▸ SOURCE TEXT:
+ + + +
Ship of Ghosts - James D. Hornfischer [151]
Had she known that she suffered from severe appendicitis, she might have beaten her fear of sitting in a silent hospital room where dark thoughts could emerge unsuppressed. Only when she was delirious with pain and on the brink of physical collapse—her doctor found that her appendix had burst—was she finally rushed into surgery. The ether and the anesthetic did what bromides from friends and family seemed never to do. They set her apart from the troubled earth. From within the gauzy shroud of medication she told the doctor, “Don’t let me come to.” She felt good. The weight was gone. They told her she had to wake up. She refused. She refused for three full weeks and stayed right there at White Memorial Hospital, clinging to sedation.
The emotional insulation of the work routine was finally pierced shortly before Christmas 1943 when the postman showed up and said, “Jane, you’ve got a funny-looking thing here.” It was a postcard from her husband.
The three-by-five piece of weathered cardstock was stamped with an alien-sounding name: Moulmein, Burma. It carried no date. “How it got through the censors, I don’t know,” she said. How it had gotten from the Japanese to the Americans was equally a mystery. She took it to the Navy Department, showed it to a chaplain, then to an administrator. They wanted her to turn it over to them. She gave them a copy but retained the original.
With her husband’s status indisputably converted from MIA to POW, Jane began going to the Red Cross, putting together little packages of toothpaste and other sundries and writing banal letters designed to clear the censors and reach this place, Moulmein, by whatever magical means the International Red Cross had devised to bridge the gap between warring enemies. But even as the news relieved some anxiety and made possible proactive courses of action, it raised other worries. The terse, preprinted multiple-choice messages on the card—“My health is (good, usual, poor). I have/have not had any illness” and so on—also seemed to worsen the anguish felt by Lanson’s grandfather. When he read the postcard he sat down and cried, because the confirmation of Lans’s survival also meant that his grandson was languishing in captivity. The older man passed away a few months later. “The only thing we could figure was that he died of grief,” Jane said.
+ + + +
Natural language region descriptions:

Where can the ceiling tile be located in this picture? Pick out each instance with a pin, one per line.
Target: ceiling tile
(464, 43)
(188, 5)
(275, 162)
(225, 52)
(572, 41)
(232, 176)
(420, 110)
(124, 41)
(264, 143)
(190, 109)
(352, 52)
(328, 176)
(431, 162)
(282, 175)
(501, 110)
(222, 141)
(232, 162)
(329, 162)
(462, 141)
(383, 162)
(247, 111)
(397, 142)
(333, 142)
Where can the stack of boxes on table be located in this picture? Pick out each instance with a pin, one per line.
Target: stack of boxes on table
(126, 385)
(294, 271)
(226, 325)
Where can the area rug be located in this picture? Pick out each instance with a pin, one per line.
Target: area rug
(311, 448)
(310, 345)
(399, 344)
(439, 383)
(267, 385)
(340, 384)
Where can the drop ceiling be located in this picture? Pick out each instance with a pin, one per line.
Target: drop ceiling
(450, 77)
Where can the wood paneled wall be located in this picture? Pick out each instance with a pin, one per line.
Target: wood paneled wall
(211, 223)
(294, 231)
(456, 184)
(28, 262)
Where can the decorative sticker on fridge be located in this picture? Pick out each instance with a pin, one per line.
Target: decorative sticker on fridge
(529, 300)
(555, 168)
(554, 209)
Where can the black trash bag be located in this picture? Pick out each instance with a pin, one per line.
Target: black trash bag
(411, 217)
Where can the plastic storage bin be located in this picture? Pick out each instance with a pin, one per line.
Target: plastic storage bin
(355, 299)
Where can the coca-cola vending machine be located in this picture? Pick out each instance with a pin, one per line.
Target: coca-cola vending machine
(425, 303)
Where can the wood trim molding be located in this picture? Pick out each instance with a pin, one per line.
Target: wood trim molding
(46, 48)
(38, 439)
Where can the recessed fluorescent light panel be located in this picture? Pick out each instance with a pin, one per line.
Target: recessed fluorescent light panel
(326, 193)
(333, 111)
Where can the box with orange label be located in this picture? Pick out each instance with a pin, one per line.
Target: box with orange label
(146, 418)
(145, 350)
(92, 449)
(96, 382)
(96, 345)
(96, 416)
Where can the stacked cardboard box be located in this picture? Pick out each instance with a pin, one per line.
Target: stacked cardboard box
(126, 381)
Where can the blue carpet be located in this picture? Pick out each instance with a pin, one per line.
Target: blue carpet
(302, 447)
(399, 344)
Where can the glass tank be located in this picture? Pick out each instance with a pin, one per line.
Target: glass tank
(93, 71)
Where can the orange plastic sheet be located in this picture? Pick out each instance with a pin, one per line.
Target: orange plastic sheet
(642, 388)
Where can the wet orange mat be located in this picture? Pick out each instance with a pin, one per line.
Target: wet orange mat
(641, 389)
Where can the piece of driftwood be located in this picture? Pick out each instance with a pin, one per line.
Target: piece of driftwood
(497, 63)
+ + + +
▸ EXPLORE THE MATERIAL:
A - Answer these questions using the Ship of Ghosts excerpt.
(i) At which hospital did she stay while clinging to sedation?
(ii) What place name was stamped on the postcard?
(iii) What did Jane put together at the Red Cross?
B - Transcribe the passage of the Ship of Ghosts excerpt between "The three-by-five piece" and "retained the original.", inclusive.
C - Go on with the Ship of Ghosts excerpt, picking up right after its final sentence.

▸ ANSWERS BELOW:
A -
(i) White Memorial Hospital
(ii) Moulmein, Burma
(iii) Little packages of toothpaste and other sundries

B -
The three-by-five piece of weathered cardstock was stamped with an alien-sounding name: Moulmein, Burma. It carried no date. “How it got through the censors, I don’t know,” she said. How it had gotten from the Japanese to the Americans was equally a mystery. She took it to the Navy Department, showed it to a chaplain, then to an administrator. They wanted her to turn it over to them. She gave them a copy but retained the original.

C -
During the war, self-help books and magazines such as House Beautiful and Good Housekeeping were catering to the needs of wives whose husbands were off to war. “You come home from the station or airport or the little gray ferry and it seems like a farewell to everything about life you love. The everybody’s-home-now feeling of a man in the house. The solid companionship of two big bath towels in the bathroom, two pairs of slippers under the bed, two people talking in the privacy of their souls,” one article read. The slicks were full of coping tips for soldiers’ and sailors’ wives. It was all so clean and sane and sound. Alleta Sullivan, a mother from Waterloo, Iowa, who lost all five of her sons in the sinking of the cruiser USS Juneau and thereby became America’s eternal symbol of wartime grief, counseled readers of The American Magazine that they should discount rumors of their loved one’s death, even though it was by just such a rumor that she found out the worst had befallen her boys. She described her work touring the country visiting shipyards and factories, exhorting the workers to greater efficiency. But there was closure and finality in the brand of grief that Mrs. Sullivan had experienced. It required people to regroup and move on. Jane Harris couldn’t do that. Her husband’s survival had been established as of a certain date. But what of the intervening time? What of the future? No doubt the well-intentioned magazine editors had a bargeload of good advice for her. Still, the chemical comfort of a White Memorial recovery room was the most peaceful of all sanctuaries.